THE PROBLEM —
Return each line of the data that follows exactly as it reads.

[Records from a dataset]
"""
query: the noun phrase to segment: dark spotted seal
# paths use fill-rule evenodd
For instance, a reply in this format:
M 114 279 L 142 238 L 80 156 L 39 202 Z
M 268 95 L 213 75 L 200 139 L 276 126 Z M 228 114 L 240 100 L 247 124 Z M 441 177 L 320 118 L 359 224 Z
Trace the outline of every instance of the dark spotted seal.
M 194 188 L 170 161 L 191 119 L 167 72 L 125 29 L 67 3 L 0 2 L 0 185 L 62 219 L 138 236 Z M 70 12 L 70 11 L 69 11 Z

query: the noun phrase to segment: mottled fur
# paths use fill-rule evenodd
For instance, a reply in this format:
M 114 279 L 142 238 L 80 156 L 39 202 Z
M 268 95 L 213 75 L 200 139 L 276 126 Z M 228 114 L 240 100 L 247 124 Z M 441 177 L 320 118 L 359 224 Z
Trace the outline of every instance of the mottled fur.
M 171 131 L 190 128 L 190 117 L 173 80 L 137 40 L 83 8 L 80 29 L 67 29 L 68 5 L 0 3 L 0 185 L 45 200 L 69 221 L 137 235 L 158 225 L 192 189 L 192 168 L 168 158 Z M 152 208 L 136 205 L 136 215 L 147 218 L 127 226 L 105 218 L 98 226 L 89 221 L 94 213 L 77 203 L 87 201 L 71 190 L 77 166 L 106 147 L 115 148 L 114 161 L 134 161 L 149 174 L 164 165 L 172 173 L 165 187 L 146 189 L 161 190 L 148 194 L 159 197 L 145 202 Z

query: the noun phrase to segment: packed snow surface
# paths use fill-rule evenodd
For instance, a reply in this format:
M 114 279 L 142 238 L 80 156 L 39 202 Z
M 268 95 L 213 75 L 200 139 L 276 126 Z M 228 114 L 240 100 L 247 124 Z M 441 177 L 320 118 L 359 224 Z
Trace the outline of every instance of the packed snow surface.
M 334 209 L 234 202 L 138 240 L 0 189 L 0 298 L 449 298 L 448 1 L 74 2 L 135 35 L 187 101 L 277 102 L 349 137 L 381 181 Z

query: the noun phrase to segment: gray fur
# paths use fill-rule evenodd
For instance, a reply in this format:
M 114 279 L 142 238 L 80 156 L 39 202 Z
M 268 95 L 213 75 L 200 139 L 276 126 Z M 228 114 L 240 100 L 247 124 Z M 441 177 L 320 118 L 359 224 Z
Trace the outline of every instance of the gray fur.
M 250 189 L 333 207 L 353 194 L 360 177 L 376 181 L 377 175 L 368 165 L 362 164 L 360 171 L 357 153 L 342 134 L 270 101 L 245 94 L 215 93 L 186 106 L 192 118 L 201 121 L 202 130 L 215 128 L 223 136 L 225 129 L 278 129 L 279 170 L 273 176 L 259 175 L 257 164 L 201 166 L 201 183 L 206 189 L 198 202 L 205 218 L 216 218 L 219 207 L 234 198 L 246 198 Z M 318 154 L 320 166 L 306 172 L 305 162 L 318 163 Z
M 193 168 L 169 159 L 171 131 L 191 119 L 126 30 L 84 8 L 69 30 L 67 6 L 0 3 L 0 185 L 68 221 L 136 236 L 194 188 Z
"""
TASK ANSWER —
query: the noun phrase to segment: dark spotted seal
# paths use fill-rule evenodd
For instance, a reply in this format:
M 114 279 L 142 238 L 80 156 L 39 202 Z
M 268 95 L 213 75 L 200 139 L 276 126 Z M 228 114 L 240 100 L 247 124 Z M 441 177 L 320 118 L 359 224 Z
Trace the outline of every instance of the dark spotted seal.
M 194 188 L 170 161 L 191 119 L 167 72 L 125 29 L 67 3 L 0 2 L 0 185 L 62 219 L 138 236 Z M 70 12 L 70 11 L 69 11 Z

query: the noun phrase to segment: mottled fur
# paths use fill-rule evenodd
For instance, a reply in this format:
M 114 279 L 142 238 L 80 156 L 39 202 Z
M 268 95 L 213 75 L 200 139 L 276 126 Z M 228 114 L 240 100 L 247 124 Z M 441 177 L 320 118 L 359 224 Z
Trace the outline of every instance of the mottled fur.
M 171 131 L 190 128 L 190 117 L 173 80 L 137 40 L 83 8 L 80 29 L 67 29 L 68 5 L 0 3 L 0 185 L 45 200 L 69 221 L 137 235 L 158 225 L 192 189 L 192 168 L 168 158 Z M 152 208 L 136 205 L 136 215 L 147 218 L 127 226 L 105 218 L 98 226 L 89 221 L 94 213 L 77 203 L 87 201 L 71 190 L 77 166 L 106 147 L 115 148 L 114 161 L 134 161 L 149 174 L 164 165 L 172 173 L 165 187 L 146 189 L 161 190 L 148 194 L 159 197 L 145 202 Z

query: the noun phrase to segment: packed snow surface
# paths use fill-rule evenodd
For instance, a reply in this format:
M 114 279 L 142 238 L 80 156 L 39 202 Z
M 268 95 L 213 75 L 200 139 L 276 126 Z M 228 114 L 240 100 L 247 124 Z M 441 177 L 320 118 L 359 224 Z
Trace the outline of every instance of the packed snow surface.
M 334 209 L 234 202 L 138 240 L 0 189 L 0 298 L 449 298 L 448 1 L 74 2 L 135 35 L 187 101 L 277 102 L 349 137 L 381 181 Z

query: the noun phrase to segment: gray fur
# paths use fill-rule evenodd
For instance, a reply in this format:
M 114 279 L 142 238 L 80 156 L 39 202 Z
M 268 95 L 213 75 L 200 139 L 276 126 Z M 228 114 L 240 100 L 247 124 Z M 441 177 L 320 118 L 359 224 Z
Trace the outline of every instance of the gray fur.
M 250 189 L 333 207 L 353 194 L 360 177 L 376 181 L 377 175 L 368 165 L 362 164 L 360 171 L 357 153 L 342 134 L 270 101 L 245 94 L 215 93 L 186 106 L 192 118 L 201 121 L 202 130 L 215 128 L 223 136 L 225 129 L 278 129 L 279 170 L 273 176 L 259 175 L 257 164 L 201 166 L 201 183 L 206 189 L 198 202 L 205 218 L 216 218 L 219 207 L 234 198 L 246 198 Z M 318 154 L 320 166 L 306 172 L 305 162 L 318 163 Z
M 193 168 L 169 159 L 171 131 L 191 119 L 126 30 L 84 8 L 69 30 L 67 6 L 0 3 L 0 185 L 68 221 L 136 236 L 194 188 Z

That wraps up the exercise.